■ Activity ■
Copy the records below exactly, omitting any pictures they contain.

[Saved entries]

== Segment start ==

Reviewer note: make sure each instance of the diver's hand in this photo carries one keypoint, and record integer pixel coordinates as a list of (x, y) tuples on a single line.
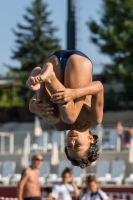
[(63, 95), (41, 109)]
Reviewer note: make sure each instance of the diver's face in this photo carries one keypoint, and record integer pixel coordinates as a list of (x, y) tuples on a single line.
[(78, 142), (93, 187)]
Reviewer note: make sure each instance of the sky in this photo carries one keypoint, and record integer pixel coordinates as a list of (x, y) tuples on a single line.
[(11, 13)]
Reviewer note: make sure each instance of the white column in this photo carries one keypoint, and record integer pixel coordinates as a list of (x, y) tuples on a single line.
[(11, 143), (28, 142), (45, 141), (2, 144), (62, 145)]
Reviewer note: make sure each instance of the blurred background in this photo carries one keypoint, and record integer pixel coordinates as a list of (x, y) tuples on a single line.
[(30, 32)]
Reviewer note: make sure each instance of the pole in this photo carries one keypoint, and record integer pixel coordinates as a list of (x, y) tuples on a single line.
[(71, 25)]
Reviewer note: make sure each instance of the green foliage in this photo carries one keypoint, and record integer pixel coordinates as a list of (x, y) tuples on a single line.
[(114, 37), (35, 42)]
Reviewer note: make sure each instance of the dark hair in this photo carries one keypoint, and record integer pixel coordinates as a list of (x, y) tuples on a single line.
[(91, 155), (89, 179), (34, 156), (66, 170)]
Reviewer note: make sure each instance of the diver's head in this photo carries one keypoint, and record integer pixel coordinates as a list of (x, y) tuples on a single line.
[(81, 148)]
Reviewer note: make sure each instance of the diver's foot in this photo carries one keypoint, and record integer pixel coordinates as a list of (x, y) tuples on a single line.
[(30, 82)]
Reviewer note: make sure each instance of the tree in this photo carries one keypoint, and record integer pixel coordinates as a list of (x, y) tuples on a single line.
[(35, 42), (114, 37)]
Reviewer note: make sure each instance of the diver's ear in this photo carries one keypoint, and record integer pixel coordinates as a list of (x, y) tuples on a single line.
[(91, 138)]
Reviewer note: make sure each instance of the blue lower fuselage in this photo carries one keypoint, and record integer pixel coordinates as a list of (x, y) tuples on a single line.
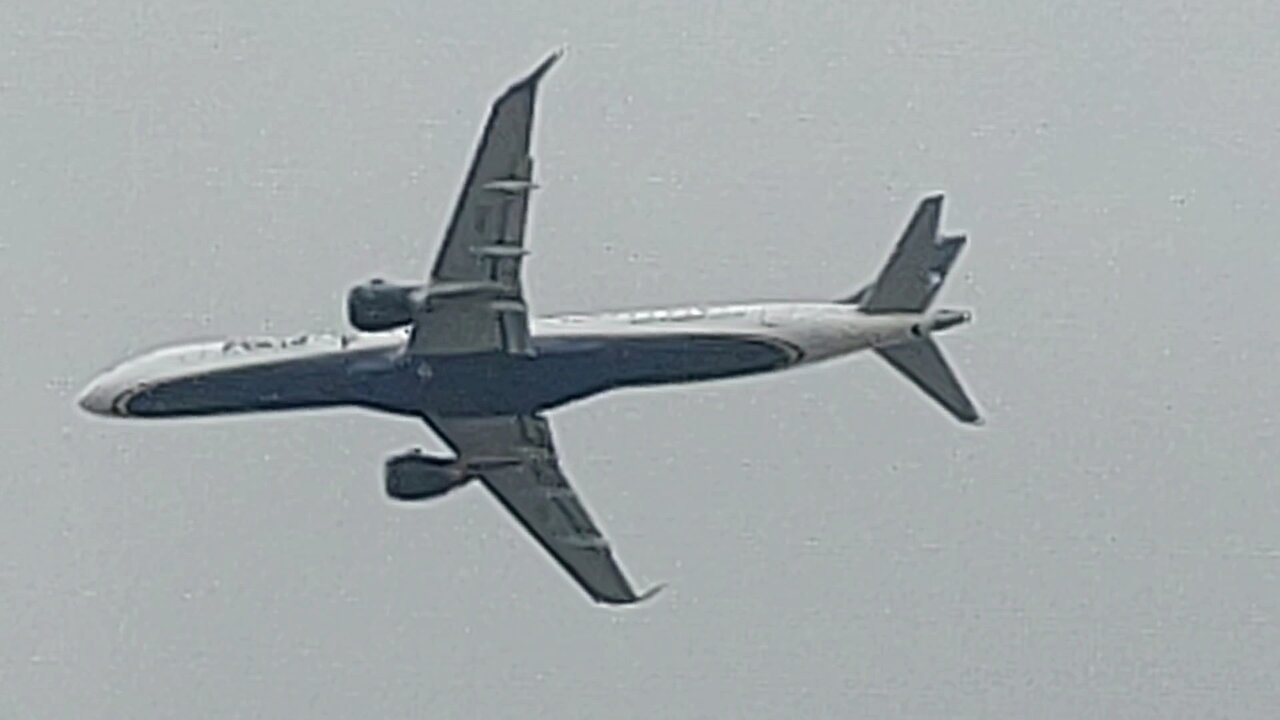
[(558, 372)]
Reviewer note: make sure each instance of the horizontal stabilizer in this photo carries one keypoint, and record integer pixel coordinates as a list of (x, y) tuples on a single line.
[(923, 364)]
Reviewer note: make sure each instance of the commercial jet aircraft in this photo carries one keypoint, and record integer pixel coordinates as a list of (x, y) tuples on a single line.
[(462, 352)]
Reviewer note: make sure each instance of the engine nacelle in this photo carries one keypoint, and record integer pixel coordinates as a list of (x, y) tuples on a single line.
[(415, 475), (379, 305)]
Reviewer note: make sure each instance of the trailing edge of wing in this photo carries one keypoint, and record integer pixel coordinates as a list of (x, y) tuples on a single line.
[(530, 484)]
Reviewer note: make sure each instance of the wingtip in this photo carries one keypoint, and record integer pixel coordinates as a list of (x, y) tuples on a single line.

== Segment end ==

■ Exercise response ■
Reviewer note: make sure each instance of the diver's hand in this photo carries one keypoint, and record integer pixel coordinates as a list of (x, y) tuples on a single line.
[(63, 95), (41, 109)]
Reviewer note: make sure each instance of the diver's face in this photo carries one keypoint, and record integer pixel coordinates as a list of (x, y) tuples on a single line.
[(78, 142), (93, 187)]
Reviewer note: make sure each instance of the sky in this photo carries one keypoint, and record integer pixel coordinates as a list of (x, y) tuples on a single line.
[(11, 13)]
Reviewer note: make sure each instance of the white column in this photo carries one keypoint, and record integer pixel coordinates as a list of (x, y) tuples on a single line.
[(11, 143), (28, 142), (45, 141), (2, 144), (62, 145)]
Reviewer note: make sure each instance of the blurred background in this photo carries one keypoint, and record integer pixel coordinates as a list of (x, y) tuples on a single line.
[(30, 32)]
Reviewer note: make sure each instance of the pole in this photo carries one keypoint, and record integer pixel coordinates as a list of (x, y) tuples on a single line.
[(71, 25)]
Reviewer note: make sure each instance of the green foliage in this photo carries one keypoint, and record integer pixel coordinates as a list of (x, y) tuples on a single line.
[(114, 37), (35, 42)]
Reviewer note: make sure each instance of the dark hair in this photo carries one keypoint, and record integer pixel coordinates as a list of (x, y) tuples on a single line.
[(91, 155), (89, 179), (34, 156), (66, 170)]
Reviewer note: make sure each instance of the diver's head in this photo carries one keypoint, and record integer pixel coordinates as a list of (x, y) tuples on a single line.
[(81, 148)]
Reviewer note: make sure each instance of the diver's foot in this photo carries one keypoint, and record integer pixel coordinates as a list of (x, y) tuples on a single line.
[(30, 82)]
Reviewer note: make sure each instance of the tree in this photo carries one keypoint, and record integer pixel coordinates as a list of (x, y) tuples on a single line.
[(35, 42), (114, 37)]
Reviewer note: make sure each instance of the diver's ear in this photo carries one keypoint, and record integer pixel coordinates as a list of (x, y) tuples on a single line.
[(91, 138)]
Reviewer note: make sure each instance of the blue lower fuselage in this photo carries one keypoint, and record integer pixel coordinates as a list of (x, y) tuples on a single line.
[(558, 372)]
Reviewer note: make sure each instance of the horizontal stabilizer in this photo carries one keypoint, and record integer pixel coordinates as a list of (x, y) tuples on a single line.
[(923, 364)]
Reviewer note: make sure each instance of the commercial jet aircraft in this photo carries one keypoint, and record integer pixel coordinates as a list of (x, y) tuples on a single line.
[(462, 352)]
Reviewer note: make sure each instance of the engine nacelle in this photo carries one keypoint, and record integer pixel coordinates as a list of (x, y) tuples on a single line.
[(415, 475), (379, 305)]
Reviewer note: make sure each instance of the trailing edge of wing in this photo carries one keypoint, and record integer pixel coordinates as a list of (x, y) tuples on a single line.
[(530, 484)]
Reviewer note: make sure each instance of the wingtip in this photo carries one keypoint, and record integer pixel coordinates as a list of (x, y) tuples on a single line.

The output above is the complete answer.